**What you will do**
Rewrite the records from the line containing "like [(249, 24)]." through the line containing "[(61, 207), (22, 205), (81, 209), (35, 193), (8, 191)]", both included, as a numbered list that omits blank lines.

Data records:

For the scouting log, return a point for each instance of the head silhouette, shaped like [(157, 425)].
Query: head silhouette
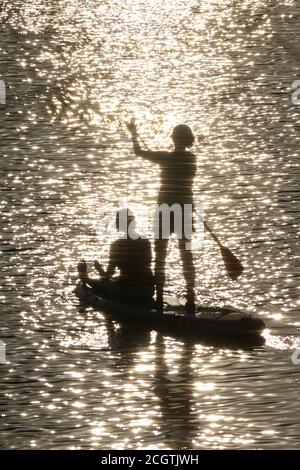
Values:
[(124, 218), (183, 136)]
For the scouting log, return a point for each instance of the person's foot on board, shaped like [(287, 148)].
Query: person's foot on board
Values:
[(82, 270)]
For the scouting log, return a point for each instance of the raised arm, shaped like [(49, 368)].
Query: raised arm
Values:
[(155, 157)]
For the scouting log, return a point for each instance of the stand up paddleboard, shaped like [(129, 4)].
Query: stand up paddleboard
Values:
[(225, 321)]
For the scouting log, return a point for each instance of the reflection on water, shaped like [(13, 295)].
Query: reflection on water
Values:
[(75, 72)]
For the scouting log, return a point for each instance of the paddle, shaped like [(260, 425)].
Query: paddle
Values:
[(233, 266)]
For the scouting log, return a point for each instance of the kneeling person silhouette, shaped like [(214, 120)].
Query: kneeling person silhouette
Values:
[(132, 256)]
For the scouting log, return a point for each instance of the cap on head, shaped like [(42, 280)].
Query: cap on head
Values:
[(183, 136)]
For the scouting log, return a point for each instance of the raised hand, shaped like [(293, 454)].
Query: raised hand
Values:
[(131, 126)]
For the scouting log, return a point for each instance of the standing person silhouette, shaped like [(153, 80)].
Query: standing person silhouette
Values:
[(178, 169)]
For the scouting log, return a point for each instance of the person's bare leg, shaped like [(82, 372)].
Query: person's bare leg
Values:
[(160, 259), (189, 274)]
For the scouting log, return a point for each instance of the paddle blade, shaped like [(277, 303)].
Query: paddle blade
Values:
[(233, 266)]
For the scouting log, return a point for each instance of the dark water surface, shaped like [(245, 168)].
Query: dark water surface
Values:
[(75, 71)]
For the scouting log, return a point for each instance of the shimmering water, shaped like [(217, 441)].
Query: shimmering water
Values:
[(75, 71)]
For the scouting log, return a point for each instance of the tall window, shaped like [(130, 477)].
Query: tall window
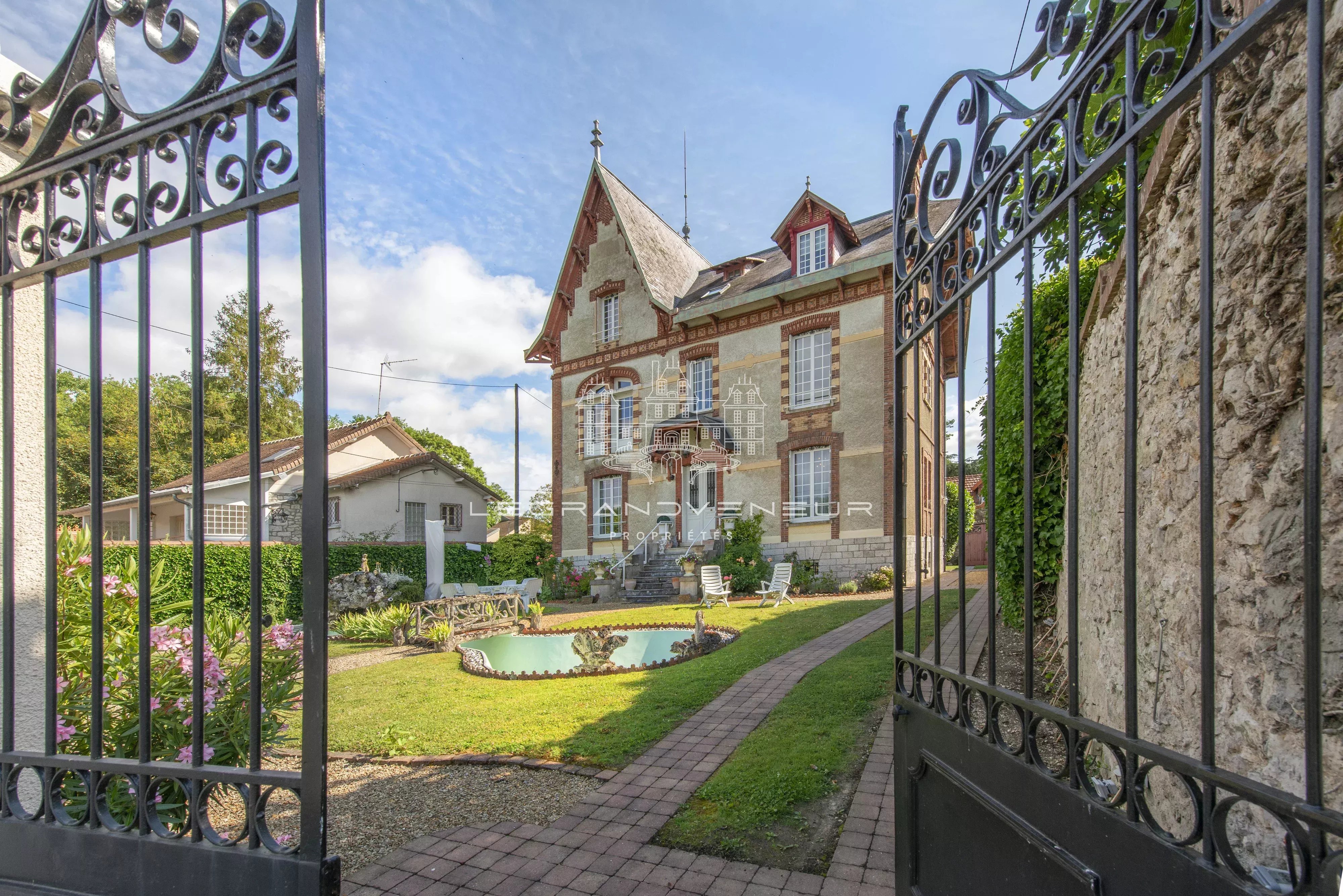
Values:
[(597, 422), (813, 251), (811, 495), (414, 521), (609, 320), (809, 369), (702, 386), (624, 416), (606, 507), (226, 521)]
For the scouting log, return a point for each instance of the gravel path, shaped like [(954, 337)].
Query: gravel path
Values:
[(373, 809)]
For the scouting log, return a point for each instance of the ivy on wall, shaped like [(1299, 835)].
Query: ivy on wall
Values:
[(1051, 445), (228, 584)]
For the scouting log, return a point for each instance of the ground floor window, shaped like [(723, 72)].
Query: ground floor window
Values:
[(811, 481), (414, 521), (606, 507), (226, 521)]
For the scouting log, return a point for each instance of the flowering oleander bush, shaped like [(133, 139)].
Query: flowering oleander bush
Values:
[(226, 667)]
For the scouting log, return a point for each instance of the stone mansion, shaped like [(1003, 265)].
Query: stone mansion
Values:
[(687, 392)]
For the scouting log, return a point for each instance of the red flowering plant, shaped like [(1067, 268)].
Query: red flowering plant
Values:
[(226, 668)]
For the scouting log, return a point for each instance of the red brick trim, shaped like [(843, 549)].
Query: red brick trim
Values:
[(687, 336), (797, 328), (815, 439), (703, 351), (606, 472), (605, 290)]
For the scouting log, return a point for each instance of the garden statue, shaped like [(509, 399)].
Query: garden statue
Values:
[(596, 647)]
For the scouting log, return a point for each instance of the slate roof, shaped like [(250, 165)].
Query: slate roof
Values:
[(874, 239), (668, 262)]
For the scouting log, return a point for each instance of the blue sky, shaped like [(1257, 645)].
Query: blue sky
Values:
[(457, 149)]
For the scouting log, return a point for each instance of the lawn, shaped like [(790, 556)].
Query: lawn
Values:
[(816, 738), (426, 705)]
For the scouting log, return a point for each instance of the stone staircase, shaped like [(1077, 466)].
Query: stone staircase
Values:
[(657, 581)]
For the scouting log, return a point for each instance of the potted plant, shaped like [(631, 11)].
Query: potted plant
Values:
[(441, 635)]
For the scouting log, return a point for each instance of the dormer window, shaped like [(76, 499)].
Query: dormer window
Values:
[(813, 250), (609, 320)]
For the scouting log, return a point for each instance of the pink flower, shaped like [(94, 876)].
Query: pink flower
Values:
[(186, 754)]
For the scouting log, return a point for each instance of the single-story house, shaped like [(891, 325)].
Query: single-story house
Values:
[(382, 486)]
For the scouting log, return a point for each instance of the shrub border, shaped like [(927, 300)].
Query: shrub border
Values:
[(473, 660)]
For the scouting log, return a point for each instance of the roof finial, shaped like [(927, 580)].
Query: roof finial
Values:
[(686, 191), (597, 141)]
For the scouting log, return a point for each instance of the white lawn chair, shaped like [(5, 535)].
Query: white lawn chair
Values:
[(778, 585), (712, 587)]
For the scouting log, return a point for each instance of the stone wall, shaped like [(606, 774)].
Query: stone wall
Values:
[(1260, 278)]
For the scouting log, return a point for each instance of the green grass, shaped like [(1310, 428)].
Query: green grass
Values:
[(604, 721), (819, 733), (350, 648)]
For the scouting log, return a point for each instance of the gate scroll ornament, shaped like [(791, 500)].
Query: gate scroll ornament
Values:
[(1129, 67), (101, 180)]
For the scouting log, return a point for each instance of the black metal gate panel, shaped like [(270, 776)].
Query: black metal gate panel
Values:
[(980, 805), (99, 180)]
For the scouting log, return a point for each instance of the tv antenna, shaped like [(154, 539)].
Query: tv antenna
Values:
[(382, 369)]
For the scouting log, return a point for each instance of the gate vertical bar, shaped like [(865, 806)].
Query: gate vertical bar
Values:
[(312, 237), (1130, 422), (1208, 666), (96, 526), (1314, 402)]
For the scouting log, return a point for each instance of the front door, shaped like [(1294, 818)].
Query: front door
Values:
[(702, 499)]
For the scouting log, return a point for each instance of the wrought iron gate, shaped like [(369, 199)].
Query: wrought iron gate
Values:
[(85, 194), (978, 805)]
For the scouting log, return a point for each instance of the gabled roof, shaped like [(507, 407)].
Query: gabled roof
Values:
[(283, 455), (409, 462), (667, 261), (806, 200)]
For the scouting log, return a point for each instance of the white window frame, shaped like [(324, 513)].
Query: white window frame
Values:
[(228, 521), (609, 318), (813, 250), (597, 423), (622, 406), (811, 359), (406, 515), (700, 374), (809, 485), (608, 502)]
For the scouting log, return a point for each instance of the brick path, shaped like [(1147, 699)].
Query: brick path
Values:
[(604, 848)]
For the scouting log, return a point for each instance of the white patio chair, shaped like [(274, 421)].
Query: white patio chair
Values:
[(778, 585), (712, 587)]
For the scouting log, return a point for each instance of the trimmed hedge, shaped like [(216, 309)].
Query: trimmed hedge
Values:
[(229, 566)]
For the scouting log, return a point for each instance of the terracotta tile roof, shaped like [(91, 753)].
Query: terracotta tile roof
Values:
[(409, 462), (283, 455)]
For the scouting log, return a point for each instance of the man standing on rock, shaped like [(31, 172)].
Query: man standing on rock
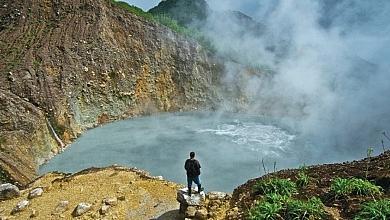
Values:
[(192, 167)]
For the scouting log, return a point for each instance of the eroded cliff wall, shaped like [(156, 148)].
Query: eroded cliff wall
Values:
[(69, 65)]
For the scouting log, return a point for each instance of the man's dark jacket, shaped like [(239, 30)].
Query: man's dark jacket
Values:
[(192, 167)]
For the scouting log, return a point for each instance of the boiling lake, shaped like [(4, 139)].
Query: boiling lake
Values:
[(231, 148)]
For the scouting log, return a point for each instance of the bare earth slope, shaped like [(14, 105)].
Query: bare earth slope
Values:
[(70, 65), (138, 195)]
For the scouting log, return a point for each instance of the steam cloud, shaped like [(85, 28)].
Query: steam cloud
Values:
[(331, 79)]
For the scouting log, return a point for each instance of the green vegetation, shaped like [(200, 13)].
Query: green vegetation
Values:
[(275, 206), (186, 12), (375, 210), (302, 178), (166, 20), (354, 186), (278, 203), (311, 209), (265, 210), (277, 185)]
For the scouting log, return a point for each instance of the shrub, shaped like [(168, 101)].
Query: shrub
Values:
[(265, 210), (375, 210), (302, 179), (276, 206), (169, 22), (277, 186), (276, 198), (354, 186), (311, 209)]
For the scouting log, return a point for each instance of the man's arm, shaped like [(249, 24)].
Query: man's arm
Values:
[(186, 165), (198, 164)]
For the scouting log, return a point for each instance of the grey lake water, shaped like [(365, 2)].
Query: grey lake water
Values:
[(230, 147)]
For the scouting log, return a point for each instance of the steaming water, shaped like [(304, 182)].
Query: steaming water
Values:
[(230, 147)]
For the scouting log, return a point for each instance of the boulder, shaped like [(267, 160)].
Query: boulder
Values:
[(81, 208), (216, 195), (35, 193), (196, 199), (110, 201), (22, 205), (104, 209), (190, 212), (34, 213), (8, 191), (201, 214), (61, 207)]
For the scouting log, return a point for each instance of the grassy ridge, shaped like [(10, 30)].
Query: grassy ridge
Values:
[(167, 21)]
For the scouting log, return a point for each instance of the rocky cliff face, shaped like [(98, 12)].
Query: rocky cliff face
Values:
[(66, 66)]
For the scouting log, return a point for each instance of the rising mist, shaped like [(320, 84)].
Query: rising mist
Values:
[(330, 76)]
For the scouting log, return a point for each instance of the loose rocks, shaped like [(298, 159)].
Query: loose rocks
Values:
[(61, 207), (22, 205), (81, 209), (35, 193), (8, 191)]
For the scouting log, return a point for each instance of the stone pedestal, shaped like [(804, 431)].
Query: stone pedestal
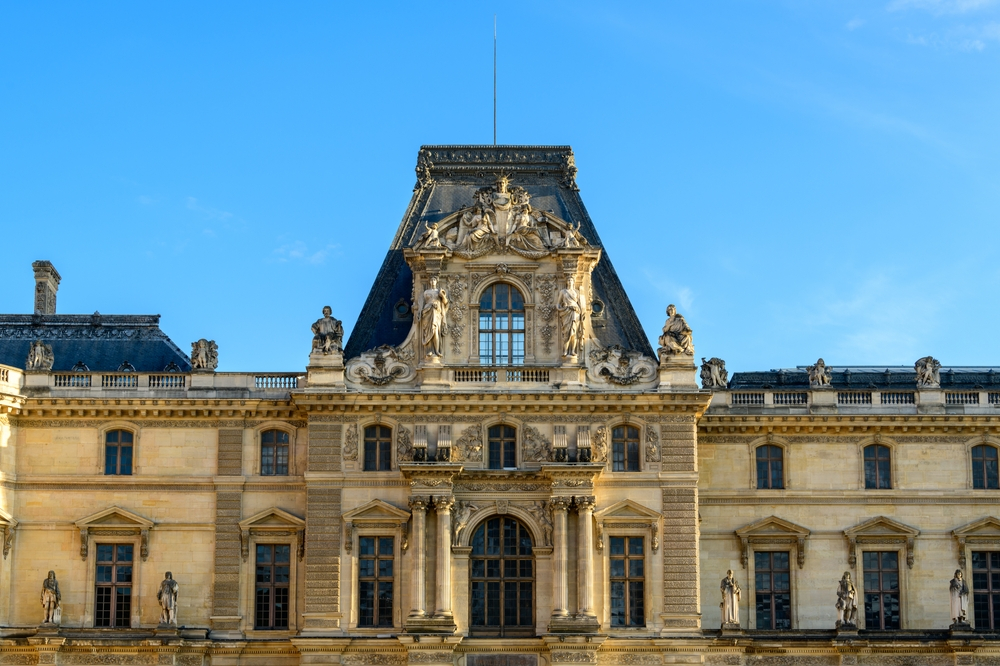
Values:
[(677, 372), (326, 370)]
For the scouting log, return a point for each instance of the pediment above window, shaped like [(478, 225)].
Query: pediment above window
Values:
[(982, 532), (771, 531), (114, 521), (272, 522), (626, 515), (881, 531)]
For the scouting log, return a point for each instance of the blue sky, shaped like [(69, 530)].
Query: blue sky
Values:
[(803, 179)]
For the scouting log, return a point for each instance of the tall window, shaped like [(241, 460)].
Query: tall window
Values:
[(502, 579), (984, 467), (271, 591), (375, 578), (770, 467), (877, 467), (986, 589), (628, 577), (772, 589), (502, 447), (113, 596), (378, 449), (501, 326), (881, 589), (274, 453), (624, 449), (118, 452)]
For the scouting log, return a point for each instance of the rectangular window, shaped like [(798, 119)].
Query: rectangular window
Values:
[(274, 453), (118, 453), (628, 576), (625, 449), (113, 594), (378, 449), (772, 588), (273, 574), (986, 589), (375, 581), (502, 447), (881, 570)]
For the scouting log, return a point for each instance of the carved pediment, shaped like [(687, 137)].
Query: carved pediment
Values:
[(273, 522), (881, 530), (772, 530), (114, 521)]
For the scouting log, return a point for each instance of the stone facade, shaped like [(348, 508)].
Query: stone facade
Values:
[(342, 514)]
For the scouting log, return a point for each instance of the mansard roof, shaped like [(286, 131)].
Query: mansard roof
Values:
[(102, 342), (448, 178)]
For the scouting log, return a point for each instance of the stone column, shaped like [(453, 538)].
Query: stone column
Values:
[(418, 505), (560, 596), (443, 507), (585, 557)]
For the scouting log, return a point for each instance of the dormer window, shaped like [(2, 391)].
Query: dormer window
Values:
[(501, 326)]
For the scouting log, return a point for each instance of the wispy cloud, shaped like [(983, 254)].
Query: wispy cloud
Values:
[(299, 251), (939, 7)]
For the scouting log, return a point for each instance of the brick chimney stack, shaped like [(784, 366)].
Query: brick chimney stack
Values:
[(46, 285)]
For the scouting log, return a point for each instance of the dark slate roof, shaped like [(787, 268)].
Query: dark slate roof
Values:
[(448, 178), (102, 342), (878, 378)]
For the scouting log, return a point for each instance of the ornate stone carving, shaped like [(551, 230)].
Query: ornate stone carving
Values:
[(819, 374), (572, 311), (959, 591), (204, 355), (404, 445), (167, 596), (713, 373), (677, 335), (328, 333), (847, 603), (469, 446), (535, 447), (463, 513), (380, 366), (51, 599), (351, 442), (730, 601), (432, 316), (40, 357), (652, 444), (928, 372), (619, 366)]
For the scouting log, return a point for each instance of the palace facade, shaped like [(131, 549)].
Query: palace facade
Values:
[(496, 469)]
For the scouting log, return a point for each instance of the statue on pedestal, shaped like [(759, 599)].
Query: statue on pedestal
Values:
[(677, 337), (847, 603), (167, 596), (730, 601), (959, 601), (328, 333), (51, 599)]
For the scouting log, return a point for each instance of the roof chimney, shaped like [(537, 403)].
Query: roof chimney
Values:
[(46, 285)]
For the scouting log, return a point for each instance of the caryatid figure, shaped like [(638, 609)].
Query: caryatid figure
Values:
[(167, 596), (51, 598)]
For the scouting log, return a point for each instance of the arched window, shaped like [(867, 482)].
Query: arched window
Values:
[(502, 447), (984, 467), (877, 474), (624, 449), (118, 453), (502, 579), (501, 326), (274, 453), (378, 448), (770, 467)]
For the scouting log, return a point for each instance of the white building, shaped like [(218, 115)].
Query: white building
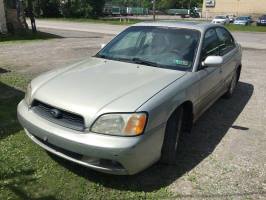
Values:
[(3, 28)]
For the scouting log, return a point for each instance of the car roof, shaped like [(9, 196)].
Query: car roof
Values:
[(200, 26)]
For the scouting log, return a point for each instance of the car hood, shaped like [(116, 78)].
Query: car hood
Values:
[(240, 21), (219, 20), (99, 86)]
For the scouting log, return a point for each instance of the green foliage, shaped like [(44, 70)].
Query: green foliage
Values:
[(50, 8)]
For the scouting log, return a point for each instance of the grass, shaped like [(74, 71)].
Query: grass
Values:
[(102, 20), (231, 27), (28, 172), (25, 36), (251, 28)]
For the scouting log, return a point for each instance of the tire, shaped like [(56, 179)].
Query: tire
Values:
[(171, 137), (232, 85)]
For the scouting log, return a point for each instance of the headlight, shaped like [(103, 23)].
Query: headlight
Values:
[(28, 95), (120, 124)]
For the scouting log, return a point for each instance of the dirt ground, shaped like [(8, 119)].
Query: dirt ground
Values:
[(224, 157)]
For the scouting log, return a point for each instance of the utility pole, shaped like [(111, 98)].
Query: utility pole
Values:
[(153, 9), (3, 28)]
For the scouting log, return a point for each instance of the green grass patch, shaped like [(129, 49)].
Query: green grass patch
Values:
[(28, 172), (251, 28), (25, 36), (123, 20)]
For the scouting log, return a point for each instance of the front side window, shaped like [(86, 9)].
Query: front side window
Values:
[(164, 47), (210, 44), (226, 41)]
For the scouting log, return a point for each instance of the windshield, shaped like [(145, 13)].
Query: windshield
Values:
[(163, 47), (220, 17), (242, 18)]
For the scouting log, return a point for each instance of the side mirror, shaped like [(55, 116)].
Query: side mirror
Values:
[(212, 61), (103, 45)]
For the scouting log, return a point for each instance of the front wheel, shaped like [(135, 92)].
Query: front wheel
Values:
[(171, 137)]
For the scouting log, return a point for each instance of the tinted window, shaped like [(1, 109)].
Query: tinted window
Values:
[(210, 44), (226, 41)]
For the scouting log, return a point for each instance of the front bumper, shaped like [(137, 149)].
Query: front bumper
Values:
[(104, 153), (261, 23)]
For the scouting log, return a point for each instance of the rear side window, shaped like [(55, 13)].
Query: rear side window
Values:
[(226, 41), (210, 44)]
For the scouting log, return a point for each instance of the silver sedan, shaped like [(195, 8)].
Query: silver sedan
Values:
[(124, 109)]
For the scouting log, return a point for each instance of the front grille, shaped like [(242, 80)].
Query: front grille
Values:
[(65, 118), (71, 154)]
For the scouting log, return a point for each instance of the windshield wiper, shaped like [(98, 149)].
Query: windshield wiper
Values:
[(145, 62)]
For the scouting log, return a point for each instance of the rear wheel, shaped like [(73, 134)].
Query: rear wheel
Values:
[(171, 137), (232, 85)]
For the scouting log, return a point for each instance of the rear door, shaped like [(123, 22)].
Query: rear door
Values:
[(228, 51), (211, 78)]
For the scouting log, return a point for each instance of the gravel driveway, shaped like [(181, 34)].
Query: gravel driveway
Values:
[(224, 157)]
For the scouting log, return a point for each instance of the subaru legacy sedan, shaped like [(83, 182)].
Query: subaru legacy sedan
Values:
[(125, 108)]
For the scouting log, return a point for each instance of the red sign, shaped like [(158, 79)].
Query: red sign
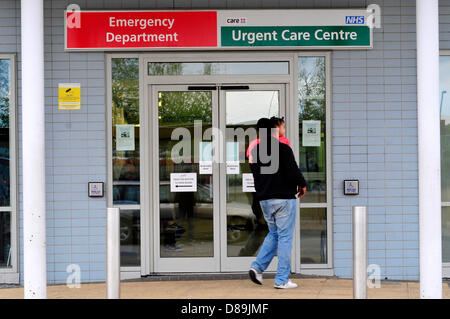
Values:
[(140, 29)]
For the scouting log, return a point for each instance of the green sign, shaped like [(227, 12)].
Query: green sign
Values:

**Answer**
1. For the scouting log, return a point for each instance of the man's arm, shaped like [(249, 24)].
2. Query: man's arm
3. Values:
4. [(186, 165), (198, 164)]
5. For the scouting log, return a point for each instance of the grey lake water, shaped like [(365, 2)].
6. Query: grey lake water
7. Values:
8. [(230, 147)]
9. For the scouting log, return a point for each instance of the steaming water, shaped like [(304, 182)].
10. Query: steaming water
11. Values:
12. [(230, 147)]
13. For the scouting log, return a point for each instance of the boulder, shaped like [(267, 160)].
14. Query: boulder
15. Values:
16. [(81, 208), (216, 195), (35, 193), (196, 199), (110, 201), (22, 205), (104, 209), (190, 212), (34, 213), (8, 191), (201, 214), (61, 207)]
17. For the scouting log, return a point for each instance of the grassy ridge, shaped like [(10, 30)].
18. Query: grassy ridge
19. Values:
20. [(167, 21)]
21. For the scouting log, return a point for each instance of the rocky cliff face, shaped like [(98, 12)].
22. Query: rocky cliff face
23. Values:
24. [(66, 66)]
25. For the scouting log, return a point for each instance of the rising mist, shaped like [(320, 84)].
26. Query: rising mist
27. Values:
28. [(330, 76)]
29. For the scouting log, return a point for each instance of the loose rocks, shaped like [(298, 159)].
30. Query: loose rocks
31. Values:
32. [(61, 207), (22, 205), (81, 209), (35, 193), (8, 191)]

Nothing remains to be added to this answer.